Given instruction — Rewrite every line of the items from the line containing "Q: Point out each instance of the distant building" through the line containing "[(606, 677)]", inclusive, keeping the requests and raising each coordinate in the answers by 146. Leave the pictures out.

* begin Input rows *

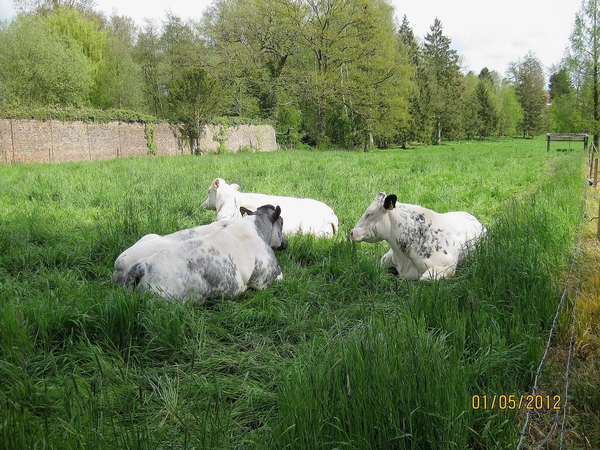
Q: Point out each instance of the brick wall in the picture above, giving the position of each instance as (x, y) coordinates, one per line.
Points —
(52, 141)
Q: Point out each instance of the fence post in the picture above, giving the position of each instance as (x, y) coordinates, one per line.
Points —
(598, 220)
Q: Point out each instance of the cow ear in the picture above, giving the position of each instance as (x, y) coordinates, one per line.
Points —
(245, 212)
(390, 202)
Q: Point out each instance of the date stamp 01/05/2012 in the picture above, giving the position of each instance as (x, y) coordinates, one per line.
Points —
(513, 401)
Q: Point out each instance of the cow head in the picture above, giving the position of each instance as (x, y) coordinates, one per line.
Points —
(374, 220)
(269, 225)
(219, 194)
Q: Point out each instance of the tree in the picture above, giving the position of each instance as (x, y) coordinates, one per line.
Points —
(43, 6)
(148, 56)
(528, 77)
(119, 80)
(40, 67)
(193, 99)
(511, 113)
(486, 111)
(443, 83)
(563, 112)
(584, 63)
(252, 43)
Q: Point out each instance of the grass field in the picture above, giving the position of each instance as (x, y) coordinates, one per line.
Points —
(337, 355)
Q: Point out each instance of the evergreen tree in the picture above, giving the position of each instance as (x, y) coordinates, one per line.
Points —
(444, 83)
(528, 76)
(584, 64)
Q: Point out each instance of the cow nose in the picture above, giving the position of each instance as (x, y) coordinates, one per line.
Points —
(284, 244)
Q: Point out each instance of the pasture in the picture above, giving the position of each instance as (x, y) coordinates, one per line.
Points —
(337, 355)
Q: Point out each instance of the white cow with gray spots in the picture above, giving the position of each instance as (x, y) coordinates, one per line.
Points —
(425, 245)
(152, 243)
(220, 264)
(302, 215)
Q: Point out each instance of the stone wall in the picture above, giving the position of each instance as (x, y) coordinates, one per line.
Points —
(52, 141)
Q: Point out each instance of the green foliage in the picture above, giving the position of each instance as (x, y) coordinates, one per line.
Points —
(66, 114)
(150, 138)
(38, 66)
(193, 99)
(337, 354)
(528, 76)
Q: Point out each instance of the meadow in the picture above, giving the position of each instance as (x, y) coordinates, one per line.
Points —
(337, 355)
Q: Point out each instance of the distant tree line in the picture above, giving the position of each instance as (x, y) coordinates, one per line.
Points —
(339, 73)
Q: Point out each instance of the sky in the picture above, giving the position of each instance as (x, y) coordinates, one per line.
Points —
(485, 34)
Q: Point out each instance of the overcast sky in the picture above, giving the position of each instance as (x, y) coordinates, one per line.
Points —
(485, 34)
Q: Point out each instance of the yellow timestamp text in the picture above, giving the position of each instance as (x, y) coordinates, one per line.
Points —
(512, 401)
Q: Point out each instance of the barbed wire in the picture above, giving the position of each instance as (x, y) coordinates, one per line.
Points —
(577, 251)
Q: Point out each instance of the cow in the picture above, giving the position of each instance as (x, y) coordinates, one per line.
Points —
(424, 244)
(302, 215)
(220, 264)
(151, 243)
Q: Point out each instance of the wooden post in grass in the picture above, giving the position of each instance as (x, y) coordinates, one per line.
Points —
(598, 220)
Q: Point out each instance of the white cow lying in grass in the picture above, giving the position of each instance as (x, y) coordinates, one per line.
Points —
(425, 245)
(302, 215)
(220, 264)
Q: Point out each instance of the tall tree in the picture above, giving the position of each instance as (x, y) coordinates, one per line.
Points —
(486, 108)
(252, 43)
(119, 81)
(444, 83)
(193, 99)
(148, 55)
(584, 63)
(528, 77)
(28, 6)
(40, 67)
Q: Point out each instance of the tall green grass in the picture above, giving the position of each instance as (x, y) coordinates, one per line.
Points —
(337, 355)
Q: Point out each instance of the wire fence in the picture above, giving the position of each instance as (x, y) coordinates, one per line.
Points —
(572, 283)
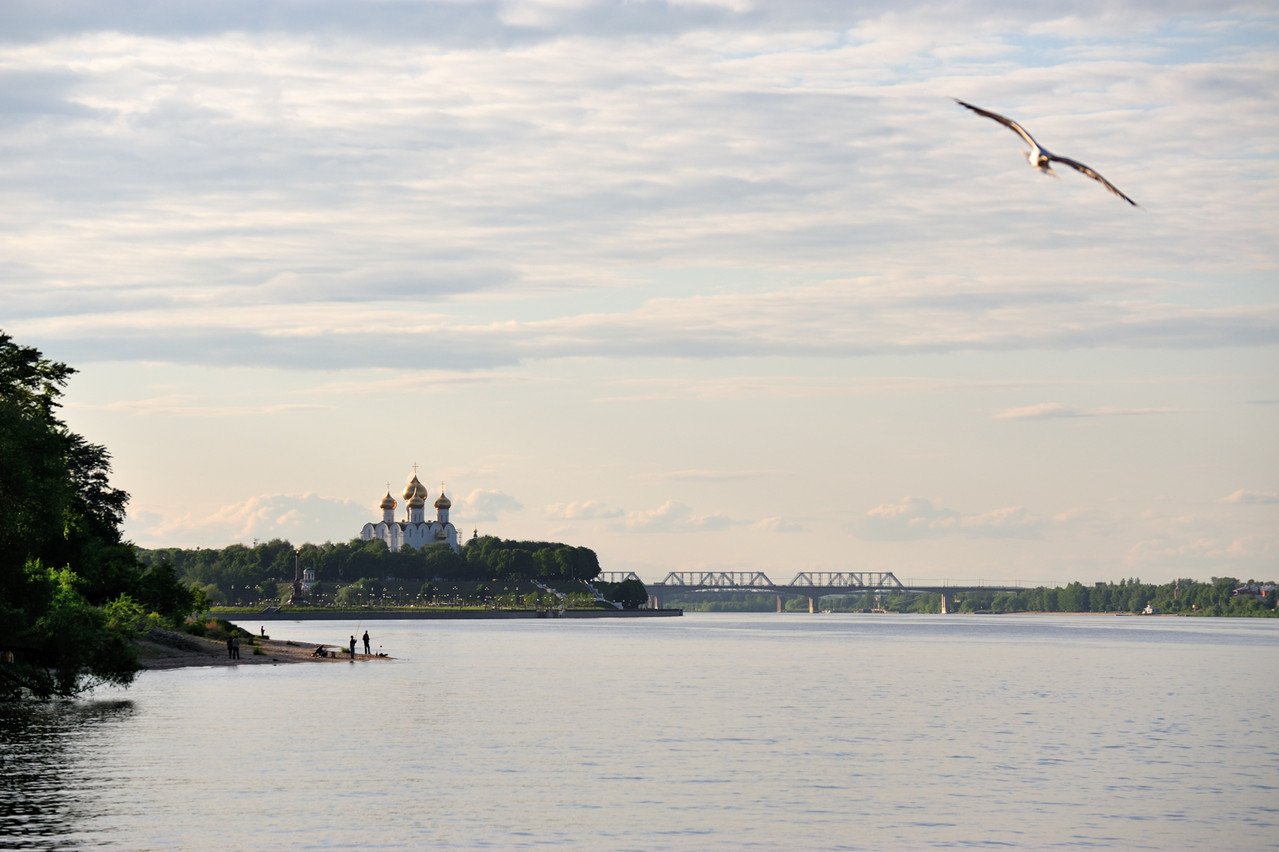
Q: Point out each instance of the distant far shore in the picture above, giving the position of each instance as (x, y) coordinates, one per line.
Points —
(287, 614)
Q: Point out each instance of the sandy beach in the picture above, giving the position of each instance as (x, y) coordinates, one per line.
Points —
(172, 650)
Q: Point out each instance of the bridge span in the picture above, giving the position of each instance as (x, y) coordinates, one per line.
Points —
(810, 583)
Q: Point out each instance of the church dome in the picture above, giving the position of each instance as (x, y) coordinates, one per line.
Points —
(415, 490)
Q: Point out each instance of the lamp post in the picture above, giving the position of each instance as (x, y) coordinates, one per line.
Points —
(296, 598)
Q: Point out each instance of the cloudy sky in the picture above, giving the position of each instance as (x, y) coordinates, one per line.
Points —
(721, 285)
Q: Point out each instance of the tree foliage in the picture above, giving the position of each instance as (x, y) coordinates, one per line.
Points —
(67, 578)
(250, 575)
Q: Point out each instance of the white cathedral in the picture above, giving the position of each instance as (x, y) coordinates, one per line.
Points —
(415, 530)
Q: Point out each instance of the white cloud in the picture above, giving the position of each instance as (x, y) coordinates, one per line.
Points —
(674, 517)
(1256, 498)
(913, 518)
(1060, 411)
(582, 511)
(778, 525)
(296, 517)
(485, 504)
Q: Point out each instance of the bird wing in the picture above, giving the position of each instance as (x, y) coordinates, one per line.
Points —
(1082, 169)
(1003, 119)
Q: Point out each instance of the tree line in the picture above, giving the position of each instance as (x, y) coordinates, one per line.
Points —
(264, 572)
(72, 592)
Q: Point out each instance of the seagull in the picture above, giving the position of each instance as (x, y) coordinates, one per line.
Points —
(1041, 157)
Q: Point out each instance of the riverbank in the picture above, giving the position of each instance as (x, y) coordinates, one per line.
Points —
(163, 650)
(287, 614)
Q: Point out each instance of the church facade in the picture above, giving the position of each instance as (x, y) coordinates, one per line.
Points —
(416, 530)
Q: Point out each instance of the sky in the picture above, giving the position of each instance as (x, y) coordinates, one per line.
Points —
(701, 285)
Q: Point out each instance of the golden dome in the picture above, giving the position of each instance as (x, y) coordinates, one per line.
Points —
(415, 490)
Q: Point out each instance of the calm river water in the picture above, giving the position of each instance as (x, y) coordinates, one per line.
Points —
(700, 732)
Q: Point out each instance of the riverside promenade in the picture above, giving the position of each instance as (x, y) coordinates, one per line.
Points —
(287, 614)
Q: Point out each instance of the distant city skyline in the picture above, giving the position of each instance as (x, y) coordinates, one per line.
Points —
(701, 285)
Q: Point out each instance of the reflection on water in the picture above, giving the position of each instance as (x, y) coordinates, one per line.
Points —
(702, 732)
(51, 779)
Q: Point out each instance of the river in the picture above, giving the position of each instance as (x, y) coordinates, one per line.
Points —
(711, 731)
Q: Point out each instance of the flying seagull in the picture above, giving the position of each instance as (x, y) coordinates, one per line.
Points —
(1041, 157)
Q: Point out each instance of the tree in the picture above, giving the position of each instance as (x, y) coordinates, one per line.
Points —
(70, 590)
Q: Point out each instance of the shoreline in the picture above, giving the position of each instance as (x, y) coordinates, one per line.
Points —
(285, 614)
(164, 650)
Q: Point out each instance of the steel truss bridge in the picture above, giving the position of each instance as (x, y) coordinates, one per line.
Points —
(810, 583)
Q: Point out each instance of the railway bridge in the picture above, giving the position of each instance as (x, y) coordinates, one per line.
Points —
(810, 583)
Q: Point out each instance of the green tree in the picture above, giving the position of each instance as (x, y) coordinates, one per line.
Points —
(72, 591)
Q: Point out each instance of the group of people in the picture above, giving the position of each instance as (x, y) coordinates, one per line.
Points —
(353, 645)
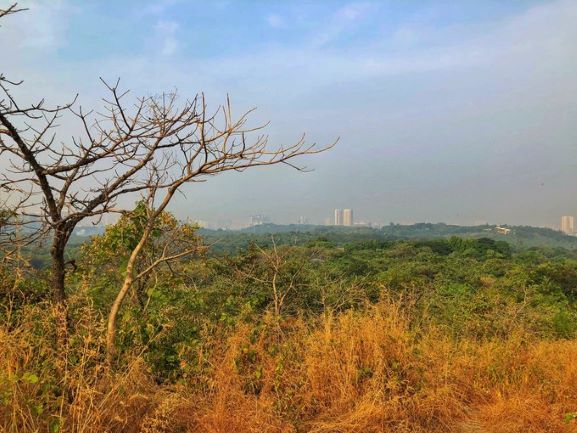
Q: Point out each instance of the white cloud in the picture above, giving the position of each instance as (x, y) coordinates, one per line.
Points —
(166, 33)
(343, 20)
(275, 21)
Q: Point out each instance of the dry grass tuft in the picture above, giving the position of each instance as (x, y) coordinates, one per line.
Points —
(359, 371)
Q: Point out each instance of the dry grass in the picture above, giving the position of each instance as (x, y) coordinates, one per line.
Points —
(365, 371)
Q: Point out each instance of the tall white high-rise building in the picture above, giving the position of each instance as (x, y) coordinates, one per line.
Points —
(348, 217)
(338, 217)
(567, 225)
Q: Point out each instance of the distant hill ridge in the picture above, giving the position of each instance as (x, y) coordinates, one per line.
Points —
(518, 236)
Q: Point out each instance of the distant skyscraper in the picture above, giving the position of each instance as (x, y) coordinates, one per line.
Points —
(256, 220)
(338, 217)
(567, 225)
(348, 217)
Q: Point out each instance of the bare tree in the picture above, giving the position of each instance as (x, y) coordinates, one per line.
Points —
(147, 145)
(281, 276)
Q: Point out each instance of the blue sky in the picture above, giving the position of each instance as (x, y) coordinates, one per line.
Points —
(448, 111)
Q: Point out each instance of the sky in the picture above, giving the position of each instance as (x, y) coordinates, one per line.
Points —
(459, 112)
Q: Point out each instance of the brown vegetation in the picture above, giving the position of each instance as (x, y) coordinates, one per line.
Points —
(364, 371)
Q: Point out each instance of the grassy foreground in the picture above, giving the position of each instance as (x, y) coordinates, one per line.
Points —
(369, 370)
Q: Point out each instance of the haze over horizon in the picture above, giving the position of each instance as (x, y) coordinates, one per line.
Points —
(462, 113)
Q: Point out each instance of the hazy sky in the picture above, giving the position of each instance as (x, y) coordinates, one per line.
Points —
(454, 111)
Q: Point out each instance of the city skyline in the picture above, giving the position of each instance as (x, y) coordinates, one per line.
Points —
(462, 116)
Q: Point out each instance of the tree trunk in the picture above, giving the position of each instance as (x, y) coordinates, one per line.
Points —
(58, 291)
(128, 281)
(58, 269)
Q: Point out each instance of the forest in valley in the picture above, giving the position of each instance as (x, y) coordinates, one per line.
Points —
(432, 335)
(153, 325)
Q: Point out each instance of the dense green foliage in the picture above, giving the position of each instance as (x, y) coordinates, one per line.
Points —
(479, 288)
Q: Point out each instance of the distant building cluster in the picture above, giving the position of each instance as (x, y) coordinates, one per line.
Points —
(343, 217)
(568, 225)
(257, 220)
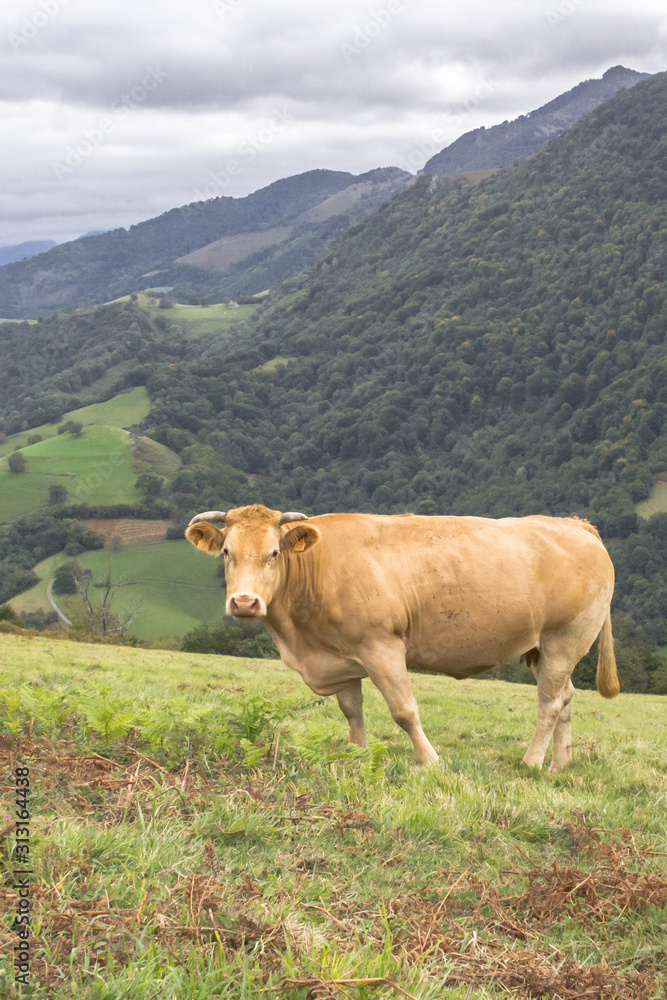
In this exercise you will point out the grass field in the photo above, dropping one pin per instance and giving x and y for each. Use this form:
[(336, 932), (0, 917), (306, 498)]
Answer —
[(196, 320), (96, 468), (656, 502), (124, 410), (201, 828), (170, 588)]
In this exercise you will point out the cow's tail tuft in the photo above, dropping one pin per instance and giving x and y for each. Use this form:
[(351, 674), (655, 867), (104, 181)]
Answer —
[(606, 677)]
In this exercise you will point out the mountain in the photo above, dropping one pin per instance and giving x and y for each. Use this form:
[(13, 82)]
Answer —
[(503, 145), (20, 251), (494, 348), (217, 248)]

* end Input rows *

Response to the task —
Q: Point out each instance of the distant building cluster in the picture above, giving the position of each instance as (x, y) coordinates, one per line.
Points —
(489, 363)
(714, 371)
(403, 366)
In this exercise you will point out the grass field in the photo above, dropping one pin per instance and giving x and y for each. Use this form:
[(336, 932), (0, 917), (306, 498)]
Answer —
[(342, 466), (242, 614), (802, 648), (270, 556), (347, 974), (316, 734)]
In this exercise you will point out the cow's tail tuft in the photo above, dropping one pin per instance and giving x and y for each. Use this form:
[(351, 674), (655, 867), (104, 181)]
Answer —
[(752, 823)]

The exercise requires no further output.